→ Exercise material
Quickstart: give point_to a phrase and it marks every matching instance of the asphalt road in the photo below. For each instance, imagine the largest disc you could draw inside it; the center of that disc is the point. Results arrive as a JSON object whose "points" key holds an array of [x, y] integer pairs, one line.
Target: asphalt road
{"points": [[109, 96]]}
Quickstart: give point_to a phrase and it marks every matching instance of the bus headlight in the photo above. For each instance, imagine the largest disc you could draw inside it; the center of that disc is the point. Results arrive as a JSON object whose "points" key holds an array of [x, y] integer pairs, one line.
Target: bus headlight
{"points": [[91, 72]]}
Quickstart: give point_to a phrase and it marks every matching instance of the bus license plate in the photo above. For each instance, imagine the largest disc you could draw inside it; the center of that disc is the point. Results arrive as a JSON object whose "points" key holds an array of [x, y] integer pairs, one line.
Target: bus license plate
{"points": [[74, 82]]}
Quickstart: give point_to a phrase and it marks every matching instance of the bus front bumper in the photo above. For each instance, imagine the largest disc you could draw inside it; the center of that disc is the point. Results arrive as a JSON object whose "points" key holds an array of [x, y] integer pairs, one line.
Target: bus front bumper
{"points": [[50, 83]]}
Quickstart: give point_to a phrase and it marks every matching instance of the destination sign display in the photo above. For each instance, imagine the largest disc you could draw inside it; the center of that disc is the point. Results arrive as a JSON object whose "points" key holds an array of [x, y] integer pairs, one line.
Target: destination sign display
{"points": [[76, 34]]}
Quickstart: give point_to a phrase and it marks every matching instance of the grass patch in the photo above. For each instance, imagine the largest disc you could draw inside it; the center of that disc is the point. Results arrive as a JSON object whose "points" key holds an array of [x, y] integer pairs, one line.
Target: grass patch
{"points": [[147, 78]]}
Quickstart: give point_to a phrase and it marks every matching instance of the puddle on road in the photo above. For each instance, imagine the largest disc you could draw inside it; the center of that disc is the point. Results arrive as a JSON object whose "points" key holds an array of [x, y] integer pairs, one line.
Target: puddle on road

→ What you need to do
Figure out how many lines of the data above include "puddle", then give the number and nothing more.

→ Answer to the exercise
2